EXTRAIT DU TEXTE:
○ ○ ○ ○

Elenit, ovni grotesque et déjanté de l’artiste grec Euripides Laskaridis, est une création pour public averti, prêt à plonger dans une proposition plus radicale et déstabilisante.

Décrire en détail le capharnaüm sur scène, les tonnes d’accessoires, de costumes et personnages qui y sont conviés tient sans doute de la mission impossible. C’est qu’Elenit nous plonge dans un univers chaotique aux confins du ridicule, tellement absurde qu’il provoque le rire, sublime dans sa folie. Une dystopie fantaisiste, excentrique et grotesque… Quand David Lynch rencontre la commedia dell’arte, ou quelque chose du genre.

Dramaturge, chorégraphe et performeur, Euripides Laskaridis avait déjà montré au FTA de quel bois il se chauffe, en 2018, avec sa création Titans, cette fable cosmique où il interprétait un personnage au large front et au ventre rebondi évoluant dans un univers fantasmagorique. On avait pu découvrir la propension du créateur grec pour le travestissement, voire la transfiguration de sa personne, et aussi pour le DIY (« do it yourself ») et le bricolage, avec la manipulation souvent ingénieuse d’objets très éclectiques détournés de leurs fonctions.

○ ○ ○ ○

DONNÉES FOURNIES:
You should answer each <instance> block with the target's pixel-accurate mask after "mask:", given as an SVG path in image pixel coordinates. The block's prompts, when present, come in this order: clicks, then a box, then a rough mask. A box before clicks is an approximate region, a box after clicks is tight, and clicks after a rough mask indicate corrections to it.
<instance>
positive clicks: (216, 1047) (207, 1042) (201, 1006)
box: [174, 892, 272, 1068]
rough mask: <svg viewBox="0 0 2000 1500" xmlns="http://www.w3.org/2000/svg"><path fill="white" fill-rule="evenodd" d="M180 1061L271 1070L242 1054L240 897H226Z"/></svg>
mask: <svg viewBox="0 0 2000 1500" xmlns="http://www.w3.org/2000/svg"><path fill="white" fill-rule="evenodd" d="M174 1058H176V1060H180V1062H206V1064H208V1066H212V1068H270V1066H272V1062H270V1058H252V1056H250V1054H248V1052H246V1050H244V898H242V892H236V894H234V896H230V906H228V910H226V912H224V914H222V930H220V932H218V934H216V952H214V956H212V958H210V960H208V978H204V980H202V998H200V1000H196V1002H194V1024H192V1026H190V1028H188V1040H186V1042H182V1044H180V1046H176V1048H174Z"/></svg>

○ ○ ○ ○

TRAVAIL DEMANDÉ:
- a) D'après le texte sur Elenit, en quelle année Euripides Laskaridis a-t-il présenté sa création Titans au FTA ?
- b) Recopiez le passage du texte sur Elenit qui s'ouvre sur les mots contenant « Dramaturge, chorégraphe et » et se termine par « de leurs fonctions. », en remplaçant « fable cosmique » par « fable onirique ».
- c) Prolongez le texte sur Elenit à partir de l'endroit où il s'arrête.

RÉPONSES NUMÉROTÉES:
- a) En 2018.

- b)
Dramaturge, chorégraphe et performeur, Euripides Laskaridis avait déjà montré au FTA de quel bois il se chauffe, en 2018, avec sa création Titans, cette fable onirique où il interprétait un personnage au large front et au ventre rebondi évoluant dans un univers fantasmagorique. On avait pu découvrir la propension du créateur grec pour le travestissement, voire la transfiguration de sa personne, et aussi pour le DIY (« do it yourself ») et le bricolage, avec la manipulation souvent ingénieuse d’objets très éclectiques détournés de leurs fonctions.

- c)
PHOTO JULIAN MOMMERT, FOURNIE PAR LE FTA

Elenit prend la forme d’une grande farce burlesque.

Farce burlesque

Elenit se présente comme une grande farce burlesque, ce genre théâtral qui a pour but de faire rire, souvent grossièrement. Pantomime, prothèses exubérantes, masques hyperréalistes en silicone, action déjantée, mimiques outrées… Tout y passe !

Laskaridis interprète le personnage central, espèce de diva aux airs de Marie-Antoinette au long nez de sorcière, enveloppée dans une robe rose poudré aux jupes volumineuses et dotée d’une perruque blonde extravagante, s’étouffant dans la fumée de sa pipe.

Livre à la main, le personnage récite un charabia inventé, réverbéré par un micro. Un babillage dont on comprend grosso modo la teneur, ou du moins l’intention, grâce aux intonations appuyées, souvent exagérées, que reprendront, chacun dans leur registre, la multitude d’autres personnages.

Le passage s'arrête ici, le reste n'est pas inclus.